Please rewrite the opinion piece on the DSM 5 and addiction from "The DSM 5 has introduced" up to and including "into the manual.", changing "lucrative" to "profitable".

# TEXT BLOCK
********************

This is the opinion: What the DSM 5 gets wrong (and right) about addiction

The DSM 5 has introduced behavioral addictions to the text

What is wrong with this? The DSM 5 has created a slippery slope by introducing the concept of Behavioral Addictions that eventually can spread to make a mental disorder of everything we like to do a lot. Watch out for careless over diagnosis of internet and sex addiction and the development of lucrative treatment programs to exploit these new markets.

What is right with this? The truth is some people need to be diagnosed with the disease of addiction even though they don’t experience the normal suffering of a withdrawal, the buildup of a tolerance and more like substance addicts do. People with gambling problems, sex problems and other behavioral issues can definitely fall under an addictive category but this is tricky and the DSM might have gotten it right but jumped to soon into adding it into the manual.

********************

# LISTED ENTRIES
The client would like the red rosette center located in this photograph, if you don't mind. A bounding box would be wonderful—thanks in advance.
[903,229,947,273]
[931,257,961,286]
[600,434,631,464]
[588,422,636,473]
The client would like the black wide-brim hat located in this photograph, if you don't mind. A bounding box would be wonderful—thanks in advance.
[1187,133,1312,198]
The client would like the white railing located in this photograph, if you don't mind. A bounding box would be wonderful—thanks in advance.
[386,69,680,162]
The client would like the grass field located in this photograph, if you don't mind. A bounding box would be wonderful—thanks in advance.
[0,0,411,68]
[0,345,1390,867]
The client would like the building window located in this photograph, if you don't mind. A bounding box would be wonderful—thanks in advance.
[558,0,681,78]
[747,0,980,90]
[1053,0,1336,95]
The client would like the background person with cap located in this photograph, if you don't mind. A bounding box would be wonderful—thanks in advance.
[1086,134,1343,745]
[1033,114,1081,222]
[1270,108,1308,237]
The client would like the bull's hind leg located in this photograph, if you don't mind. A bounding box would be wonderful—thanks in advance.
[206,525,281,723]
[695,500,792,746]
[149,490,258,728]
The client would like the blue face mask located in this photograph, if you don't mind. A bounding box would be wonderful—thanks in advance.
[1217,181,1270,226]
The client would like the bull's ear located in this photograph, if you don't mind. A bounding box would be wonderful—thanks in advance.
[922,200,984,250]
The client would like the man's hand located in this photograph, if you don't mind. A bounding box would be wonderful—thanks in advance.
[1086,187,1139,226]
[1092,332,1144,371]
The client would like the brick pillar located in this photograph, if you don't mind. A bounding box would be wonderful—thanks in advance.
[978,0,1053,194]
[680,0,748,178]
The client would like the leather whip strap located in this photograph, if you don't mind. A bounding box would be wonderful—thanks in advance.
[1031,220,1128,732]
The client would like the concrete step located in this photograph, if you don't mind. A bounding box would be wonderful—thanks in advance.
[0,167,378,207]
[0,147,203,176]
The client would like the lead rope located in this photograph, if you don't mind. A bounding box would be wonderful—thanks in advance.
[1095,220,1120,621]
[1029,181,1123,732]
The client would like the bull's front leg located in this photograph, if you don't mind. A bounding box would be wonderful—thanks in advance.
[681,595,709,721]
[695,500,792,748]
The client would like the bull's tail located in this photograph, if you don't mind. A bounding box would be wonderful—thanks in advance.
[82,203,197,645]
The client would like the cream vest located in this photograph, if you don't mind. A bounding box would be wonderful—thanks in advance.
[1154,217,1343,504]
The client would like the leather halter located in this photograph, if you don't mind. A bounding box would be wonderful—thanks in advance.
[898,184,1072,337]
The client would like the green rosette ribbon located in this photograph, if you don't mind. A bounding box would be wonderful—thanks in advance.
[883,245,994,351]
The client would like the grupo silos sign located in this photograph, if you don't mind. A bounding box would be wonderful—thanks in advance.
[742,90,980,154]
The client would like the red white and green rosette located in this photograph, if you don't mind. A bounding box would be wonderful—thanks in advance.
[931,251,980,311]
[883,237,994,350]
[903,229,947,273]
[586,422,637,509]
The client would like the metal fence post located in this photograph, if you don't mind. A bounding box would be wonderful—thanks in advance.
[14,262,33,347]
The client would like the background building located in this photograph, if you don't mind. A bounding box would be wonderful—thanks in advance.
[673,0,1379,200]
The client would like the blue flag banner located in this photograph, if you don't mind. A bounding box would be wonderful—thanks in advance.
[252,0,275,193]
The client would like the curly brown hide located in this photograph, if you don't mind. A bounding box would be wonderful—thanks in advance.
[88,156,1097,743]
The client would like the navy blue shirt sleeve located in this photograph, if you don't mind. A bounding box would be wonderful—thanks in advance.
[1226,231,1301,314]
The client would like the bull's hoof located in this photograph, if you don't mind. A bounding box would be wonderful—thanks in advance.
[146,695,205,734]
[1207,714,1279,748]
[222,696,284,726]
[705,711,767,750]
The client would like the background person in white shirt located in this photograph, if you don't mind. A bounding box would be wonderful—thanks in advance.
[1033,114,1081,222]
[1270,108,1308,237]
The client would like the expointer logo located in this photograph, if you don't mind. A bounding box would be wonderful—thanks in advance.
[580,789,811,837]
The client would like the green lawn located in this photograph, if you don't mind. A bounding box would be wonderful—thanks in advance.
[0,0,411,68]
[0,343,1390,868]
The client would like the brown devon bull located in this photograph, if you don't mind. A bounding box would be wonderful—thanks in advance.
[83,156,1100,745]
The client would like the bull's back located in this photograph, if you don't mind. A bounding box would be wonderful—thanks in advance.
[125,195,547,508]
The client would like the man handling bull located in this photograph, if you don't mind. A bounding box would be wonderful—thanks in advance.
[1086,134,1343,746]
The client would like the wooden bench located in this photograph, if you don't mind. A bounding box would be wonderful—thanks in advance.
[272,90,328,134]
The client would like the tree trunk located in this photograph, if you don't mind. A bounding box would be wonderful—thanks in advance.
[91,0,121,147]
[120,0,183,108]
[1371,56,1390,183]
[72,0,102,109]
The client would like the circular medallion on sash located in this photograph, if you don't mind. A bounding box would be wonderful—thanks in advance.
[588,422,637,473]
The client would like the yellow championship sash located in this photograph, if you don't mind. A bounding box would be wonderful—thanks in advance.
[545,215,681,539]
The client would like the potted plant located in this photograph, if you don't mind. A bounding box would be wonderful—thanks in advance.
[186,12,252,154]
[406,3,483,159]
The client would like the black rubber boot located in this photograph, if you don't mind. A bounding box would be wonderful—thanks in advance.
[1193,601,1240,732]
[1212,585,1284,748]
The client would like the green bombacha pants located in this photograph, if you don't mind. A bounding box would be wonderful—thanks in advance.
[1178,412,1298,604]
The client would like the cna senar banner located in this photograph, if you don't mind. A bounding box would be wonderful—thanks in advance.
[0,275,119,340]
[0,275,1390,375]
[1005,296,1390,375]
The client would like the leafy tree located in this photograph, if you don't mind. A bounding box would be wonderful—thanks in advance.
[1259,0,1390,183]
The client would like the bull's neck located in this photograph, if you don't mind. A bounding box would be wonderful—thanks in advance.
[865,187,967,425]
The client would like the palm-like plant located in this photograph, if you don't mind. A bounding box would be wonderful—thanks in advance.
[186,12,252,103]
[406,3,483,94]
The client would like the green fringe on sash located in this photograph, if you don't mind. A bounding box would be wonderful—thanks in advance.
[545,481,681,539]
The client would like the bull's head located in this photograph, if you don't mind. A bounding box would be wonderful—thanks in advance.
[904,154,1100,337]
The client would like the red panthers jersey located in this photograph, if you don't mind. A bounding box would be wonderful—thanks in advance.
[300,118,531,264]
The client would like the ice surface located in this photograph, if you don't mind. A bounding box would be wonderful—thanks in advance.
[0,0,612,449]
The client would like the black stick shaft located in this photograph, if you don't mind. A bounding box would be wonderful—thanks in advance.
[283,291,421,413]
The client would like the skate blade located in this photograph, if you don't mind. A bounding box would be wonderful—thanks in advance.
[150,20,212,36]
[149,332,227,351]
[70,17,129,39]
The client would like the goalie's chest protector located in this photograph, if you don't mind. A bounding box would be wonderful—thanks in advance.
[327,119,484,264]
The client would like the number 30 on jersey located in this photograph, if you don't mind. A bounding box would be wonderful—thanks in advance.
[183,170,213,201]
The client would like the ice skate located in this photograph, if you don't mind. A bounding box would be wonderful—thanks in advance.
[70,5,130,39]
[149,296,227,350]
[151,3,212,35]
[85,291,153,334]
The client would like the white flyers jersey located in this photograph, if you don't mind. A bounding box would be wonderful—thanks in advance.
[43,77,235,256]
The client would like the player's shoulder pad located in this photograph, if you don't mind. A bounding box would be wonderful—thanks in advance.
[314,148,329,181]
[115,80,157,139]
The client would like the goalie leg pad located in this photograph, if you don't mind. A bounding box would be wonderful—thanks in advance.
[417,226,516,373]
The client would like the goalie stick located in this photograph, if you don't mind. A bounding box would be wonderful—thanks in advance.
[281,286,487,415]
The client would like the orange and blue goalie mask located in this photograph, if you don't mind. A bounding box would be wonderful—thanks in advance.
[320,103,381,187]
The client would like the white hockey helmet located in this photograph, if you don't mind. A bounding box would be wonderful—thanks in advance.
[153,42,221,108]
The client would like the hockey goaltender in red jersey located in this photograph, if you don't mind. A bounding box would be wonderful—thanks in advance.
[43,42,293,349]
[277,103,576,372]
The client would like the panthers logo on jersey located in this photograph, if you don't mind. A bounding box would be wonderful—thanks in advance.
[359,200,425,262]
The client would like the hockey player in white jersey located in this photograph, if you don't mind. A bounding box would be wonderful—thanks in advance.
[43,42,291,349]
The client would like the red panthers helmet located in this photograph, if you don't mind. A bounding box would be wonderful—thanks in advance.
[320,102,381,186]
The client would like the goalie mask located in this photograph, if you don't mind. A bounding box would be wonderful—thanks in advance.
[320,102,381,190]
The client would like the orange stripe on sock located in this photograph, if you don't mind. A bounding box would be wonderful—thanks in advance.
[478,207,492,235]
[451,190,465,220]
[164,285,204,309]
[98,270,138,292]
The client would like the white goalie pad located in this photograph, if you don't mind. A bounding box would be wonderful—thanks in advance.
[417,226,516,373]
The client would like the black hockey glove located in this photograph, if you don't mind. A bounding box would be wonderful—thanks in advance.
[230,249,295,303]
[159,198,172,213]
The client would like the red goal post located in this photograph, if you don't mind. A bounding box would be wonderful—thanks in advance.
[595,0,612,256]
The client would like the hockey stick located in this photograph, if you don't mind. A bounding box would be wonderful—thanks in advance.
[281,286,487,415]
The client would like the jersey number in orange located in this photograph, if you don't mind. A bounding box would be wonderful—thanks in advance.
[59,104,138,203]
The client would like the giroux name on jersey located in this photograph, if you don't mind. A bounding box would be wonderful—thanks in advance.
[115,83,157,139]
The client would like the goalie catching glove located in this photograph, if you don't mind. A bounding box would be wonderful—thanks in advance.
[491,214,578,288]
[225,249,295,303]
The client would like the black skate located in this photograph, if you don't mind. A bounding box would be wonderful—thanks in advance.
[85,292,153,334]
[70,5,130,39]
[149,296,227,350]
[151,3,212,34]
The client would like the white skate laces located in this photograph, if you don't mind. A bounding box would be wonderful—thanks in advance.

********************

# OUTPUT BELOW
The DSM 5 has introduced behavioral addictions to the text

What is wrong with this? The DSM 5 has created a slippery slope by introducing the concept of Behavioral Addictions that eventually can spread to make a mental disorder of everything we like to do a lot. Watch out for careless over diagnosis of internet and sex addiction and the development of profitable treatment programs to exploit these new markets.

What is right with this? The truth is some people need to be diagnosed with the disease of addiction even though they don’t experience the normal suffering of a withdrawal, the buildup of a tolerance and more like substance addicts do. People with gambling problems, sex problems and other behavioral issues can definitely fall under an addictive category but this is tricky and the DSM might have gotten it right but jumped to soon into adding it into the manual.